Passage choisi >>
----------

Suff. formateur de subst. fém. désignant la qualité exprimée par l'adj. de base.
A.− Le dér. désigne une perception, une sensation (avec en gén. des emplois fig.)
une couleur : blancheur, blondeur, noirceur, pâleur, roseur, rougeur, rousseur, verdeur;
une sensation gustative ou olfactive : aigreur, fadeur, puanteur;
une sensation du toucher : douceur, froideur, fraîcheur, moiteur, tiédeur;
une impression esthétique : laideur.
Rem. On notera aussi deux autres dérivations : l'une sur le subst. d'a. fr. hisde, hideur, l'autre sur le verbe sentir, senteur.
B.− Le dér. désigne une propriété physique (avec en gén. des emplois fig.) : ampleur, épaisseur, grandeur, grosseur, hauteur, largeur, lourdeur, maigreur, minceur, pesanteur, profondeur, raideur.
Désigne une propriété abstr. : primeur.

----------

Matériel fourni >>
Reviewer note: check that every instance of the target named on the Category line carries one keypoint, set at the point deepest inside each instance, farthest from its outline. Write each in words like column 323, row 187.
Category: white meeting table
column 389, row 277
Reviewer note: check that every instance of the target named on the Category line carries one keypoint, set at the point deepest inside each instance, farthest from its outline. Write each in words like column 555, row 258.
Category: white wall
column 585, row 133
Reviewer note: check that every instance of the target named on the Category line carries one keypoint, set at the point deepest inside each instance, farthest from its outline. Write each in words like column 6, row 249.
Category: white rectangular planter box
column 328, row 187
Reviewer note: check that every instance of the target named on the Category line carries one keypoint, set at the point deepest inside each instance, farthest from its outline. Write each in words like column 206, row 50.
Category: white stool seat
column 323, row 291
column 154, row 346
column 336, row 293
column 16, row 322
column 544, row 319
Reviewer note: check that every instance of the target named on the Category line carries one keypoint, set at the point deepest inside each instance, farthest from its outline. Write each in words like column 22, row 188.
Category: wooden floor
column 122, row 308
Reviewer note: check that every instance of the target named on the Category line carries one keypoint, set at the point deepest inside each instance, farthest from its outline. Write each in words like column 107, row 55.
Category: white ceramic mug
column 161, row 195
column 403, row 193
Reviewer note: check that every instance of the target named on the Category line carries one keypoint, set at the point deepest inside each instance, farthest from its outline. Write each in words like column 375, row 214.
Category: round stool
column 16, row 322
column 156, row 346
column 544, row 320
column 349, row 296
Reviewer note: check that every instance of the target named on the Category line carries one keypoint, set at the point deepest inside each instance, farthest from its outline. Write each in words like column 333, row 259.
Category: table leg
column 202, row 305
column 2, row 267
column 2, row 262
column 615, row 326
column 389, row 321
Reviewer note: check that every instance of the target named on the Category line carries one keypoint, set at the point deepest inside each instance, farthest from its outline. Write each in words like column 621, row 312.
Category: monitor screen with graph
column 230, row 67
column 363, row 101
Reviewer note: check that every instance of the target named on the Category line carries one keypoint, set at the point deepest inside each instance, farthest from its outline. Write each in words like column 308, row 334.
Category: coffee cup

----------

Exercice écrit 1 >>
Répondez aux questions suivantes d'après le passage choisi.
(a) Quels dérivés désignent une sensation gustative ou olfactive ?
(b) Sur quel verbe le mot « senteur » est-il formé ?
(c) Quel dérivé désigne une propriété abstraite ?
Exercice écrit 2 >>
Résumez le passage choisi en deux phrases.
Exercice écrit 3 >>
Extrayez du passage choisi le texte de « Suff. formateur de » à « abstr. : primeur. ».

Réponse écrite 1 >>
(a) Aigreur, fadeur et puanteur.
(b) Sur le verbe sentir.
(c) Primeur.

Réponse écrite 2 >>
Ce suffixe forme des substantifs féminins qui désignent la qualité exprimée par l'adjectif de base. Le dérivé désigne une perception ou une sensation (couleur, goût ou odeur, toucher, impression esthétique), une propriété physique ou encore une propriété abstraite.

Réponse écrite 3 >>
Suff. formateur de subst. fém. désignant la qualité exprimée par l'adj. de base.
A.− Le dér. désigne une perception, une sensation (avec en gén. des emplois fig.)
une couleur : blancheur, blondeur, noirceur, pâleur, roseur, rougeur, rousseur, verdeur;
une sensation gustative ou olfactive : aigreur, fadeur, puanteur;
une sensation du toucher : douceur, froideur, fraîcheur, moiteur, tiédeur;
une impression esthétique : laideur.
Rem. On notera aussi deux autres dérivations : l'une sur le subst. d'a. fr. hisde, hideur, l'autre sur le verbe sentir, senteur.
B.− Le dér. désigne une propriété physique (avec en gén. des emplois fig.) : ampleur, épaisseur, grandeur, grosseur, hauteur, largeur, lourdeur, maigreur, minceur, pesanteur, profondeur, raideur.
Désigne une propriété abstr. : primeur.